* **Göreviniz**:
Aşağıdaki mahkeme kararına göre (a), (b) ve (c) ifadelerinin doğru olup olmadığını belirtin. Her biri için evet ya da hayır deyin ve karardaki belirleyici sözcükleri tırnak içinde aktarın.
(a) Dava 13/05/2016 tarihinde açılmıştır.
(b) Davacı, şimdilik 100.000 TL'nin tahsilini istemiştir.
(c) Görüntülenen karar kesinleşmiştir.

* **Belge metni**:
▬▬▬

Emsal Mahkeme Kararı İstanbul 3. Asliye Ticaret Mahkemesi 2019/724 E. 2020/483 K. 21.10.2020 T.

Görüntülediğiniz mahkeme kararı henüz kesinleşmemiştir. Yararlı olması amacıyla eklenmiştir.

T.C.
İSTANBUL
3. ASLİYE TİCARET MAHKEMESİ

ESAS NO : 2019/723 Esas
KARAR NO : 2020/348

DAVA : Alacak (Ticari Satımdan Kaynaklanan)
DAVA TARİHİ : 13/05/2016
KARAR TARİHİ : 23/09/2020

Mahkememizce verilen 2811/2017 tarih ve 2016/519 Esas 2017/1038 sayılı karar, İstanbul Bölge Adliye Mahkemesi 3. Hukuk Dairesinin 04/11/2019 tarih ve 2019/1083 Esas 2019/1735 Karar sayılı ilamıyla kaldırıldığı ve mahkememizde görülmekte olan Alacak (Ticari Satımdan Kaynaklanan) davasının yapılan açık yargılamaları sonunda :
GEREĞİ DÜŞÜNÜLDÜ :
Davacı vekili dava dilekçesinde özetle : Davalı, müvekkili şirketten haksız ve mesnetsiz olarak hizmet bedeli karşılığı olmayan, Kayıp – Kaçak Bedeli, Sayaç Okuma Bedeli, Dağıtım Bedeli, İletim Bedeli, Perakende Satış Bedeli ve sair adlarla, elektrik kullanım bedeli yanında hukuken dayanağı bulunmayan bedelleri ekleyerek, kamu gücünü kullanarak davaya konu haksız bedelleri tahsil yoluna gittiğini, Kurum tarafından elektrik enerjisinin üretiminden, tüketicilere ulaştırılıncaya kadar oluşan elektrik eksikliği kayıp bedeli olarak; enerji nakil hatlarından çeşitli sebeplerle sayaçtan geçirilmeksizin, herhangi bir bedel ödemeden kullanılan elektrik bedeli kayıp kaçak bedeli olarak diğer kullanıcı abonelere yansıtılmakta olduğunu, Enerji Piyasası Düzenleme Kurumu’na sınırsız bir fiyatlandırma unsuru belirleme yetkisi ve görevi verilmediğini, Fakat buna rağmen bu kayıp kaçak bedeli, kurala uyan abonelere yansıtıldığını, Kayıp – kaçak, dağıtım, sayaç okuma bedeli, perakende satış hizmeti bedeli ve iletim bedelinin olarak tahsil edilen ücretin tüketiciye önceden herhangi bir bildirim yapılmaksızın tek taraflı olarak kurum tarafından belirlenip faturaya yansıtılmasının haksız şart niteliğinde olması, bu şekilde kaçak elektrik kullanmayan tüketiciden kullanmadığı elektrik bedelinin tahsil edilmesinin dürüstlük kuralı ve iyi niyete aykırı olması sebebiyle, haksız ve hukuka aykırı olarak müvekkili şirket tahsil edilen, bilirkişi marifetiyle tespit edilecek olan, fazlaya ilişkin haklarının saklı kalmak kaydıyla, şimdilik 50.000,00-TL kayıp – kaçak, dağıtım, sayaç okuma bedeli, perakende satış hizmeti bedeli ve iletim bedellerinin müvekkili şirkete istirdadını talep ettiğini, kayıp – kaçak, dağıtım, sayaç okuma bedeli, perakende satış hizmeti bedeli, iletim bedeli ve sair adlar altında haksız ve hukuka aykırı olarak tahsil edilen şimdilik 50.000,00 TL bedelin yasal faiziyle birlikte davalıdan tahsiline karar talep ve dava etmiştir.

▬▬▬

* **Gösterilen kayıtlar**:

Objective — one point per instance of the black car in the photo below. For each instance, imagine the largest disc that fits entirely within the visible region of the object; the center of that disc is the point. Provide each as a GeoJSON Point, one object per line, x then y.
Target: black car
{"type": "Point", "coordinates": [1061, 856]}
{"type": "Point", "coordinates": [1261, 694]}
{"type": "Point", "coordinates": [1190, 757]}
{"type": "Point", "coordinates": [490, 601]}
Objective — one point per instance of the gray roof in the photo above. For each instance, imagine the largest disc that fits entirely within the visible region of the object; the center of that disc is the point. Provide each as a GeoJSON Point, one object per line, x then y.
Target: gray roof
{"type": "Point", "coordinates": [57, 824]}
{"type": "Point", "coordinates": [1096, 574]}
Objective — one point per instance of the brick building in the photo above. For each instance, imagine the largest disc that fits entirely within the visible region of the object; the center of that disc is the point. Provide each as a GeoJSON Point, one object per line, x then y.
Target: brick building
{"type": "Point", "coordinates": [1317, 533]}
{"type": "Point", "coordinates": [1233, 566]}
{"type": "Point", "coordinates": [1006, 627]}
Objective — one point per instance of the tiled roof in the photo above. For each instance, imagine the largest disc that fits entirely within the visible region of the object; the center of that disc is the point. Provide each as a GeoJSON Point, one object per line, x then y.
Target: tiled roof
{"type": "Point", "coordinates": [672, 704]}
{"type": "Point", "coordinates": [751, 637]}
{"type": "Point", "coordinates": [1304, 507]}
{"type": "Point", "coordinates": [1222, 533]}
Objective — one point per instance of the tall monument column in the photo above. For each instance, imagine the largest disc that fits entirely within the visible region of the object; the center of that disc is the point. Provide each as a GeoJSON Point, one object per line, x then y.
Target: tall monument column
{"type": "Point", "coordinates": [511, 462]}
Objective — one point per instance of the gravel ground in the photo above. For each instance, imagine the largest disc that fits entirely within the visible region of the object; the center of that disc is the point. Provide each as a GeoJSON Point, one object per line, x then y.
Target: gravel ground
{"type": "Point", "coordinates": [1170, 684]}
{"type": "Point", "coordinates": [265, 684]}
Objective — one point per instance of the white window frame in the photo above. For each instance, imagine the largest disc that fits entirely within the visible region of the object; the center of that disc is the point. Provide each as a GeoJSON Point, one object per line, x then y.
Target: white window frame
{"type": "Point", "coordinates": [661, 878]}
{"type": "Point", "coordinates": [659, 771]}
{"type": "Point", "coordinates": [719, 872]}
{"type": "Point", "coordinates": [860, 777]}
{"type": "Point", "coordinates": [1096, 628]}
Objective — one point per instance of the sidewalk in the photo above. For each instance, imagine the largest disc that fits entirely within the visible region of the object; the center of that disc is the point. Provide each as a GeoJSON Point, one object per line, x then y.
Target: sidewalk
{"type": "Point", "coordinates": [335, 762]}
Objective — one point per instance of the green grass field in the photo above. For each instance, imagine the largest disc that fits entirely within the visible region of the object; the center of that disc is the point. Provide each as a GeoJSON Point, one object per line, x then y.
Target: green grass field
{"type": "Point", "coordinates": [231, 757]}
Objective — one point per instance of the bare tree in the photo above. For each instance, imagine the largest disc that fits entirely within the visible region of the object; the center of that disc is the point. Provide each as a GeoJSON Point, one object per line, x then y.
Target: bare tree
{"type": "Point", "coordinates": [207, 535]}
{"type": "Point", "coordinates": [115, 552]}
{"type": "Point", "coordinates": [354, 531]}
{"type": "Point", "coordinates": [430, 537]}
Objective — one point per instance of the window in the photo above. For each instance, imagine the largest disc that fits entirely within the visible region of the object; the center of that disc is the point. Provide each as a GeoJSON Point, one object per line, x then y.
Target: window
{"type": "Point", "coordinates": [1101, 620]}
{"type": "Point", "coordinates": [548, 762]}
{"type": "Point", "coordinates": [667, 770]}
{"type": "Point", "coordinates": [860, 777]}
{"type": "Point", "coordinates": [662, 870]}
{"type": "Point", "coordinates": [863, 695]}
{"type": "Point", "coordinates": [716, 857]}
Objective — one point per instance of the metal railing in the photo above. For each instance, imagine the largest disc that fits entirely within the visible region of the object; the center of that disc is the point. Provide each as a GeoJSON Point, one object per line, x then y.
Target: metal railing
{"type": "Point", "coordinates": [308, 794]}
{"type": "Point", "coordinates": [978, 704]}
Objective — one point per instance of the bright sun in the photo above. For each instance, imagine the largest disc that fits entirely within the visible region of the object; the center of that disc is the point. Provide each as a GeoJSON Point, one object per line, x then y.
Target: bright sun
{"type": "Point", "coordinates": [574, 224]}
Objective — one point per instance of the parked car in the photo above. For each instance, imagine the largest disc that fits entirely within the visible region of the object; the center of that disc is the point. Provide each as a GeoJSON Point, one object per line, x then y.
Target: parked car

▬▬▬

* **Çözülmüş alıştırma**:
(a) Evet: "DAVA TARİHİ : 13/05/2016"
(b) Hayır: "şimdilik 50.000,00 TL bedelin yasal faiziyle birlikte davalıdan tahsiline"
(c) Hayır: "Görüntülediğiniz mahkeme kararı henüz kesinleşmemiştir."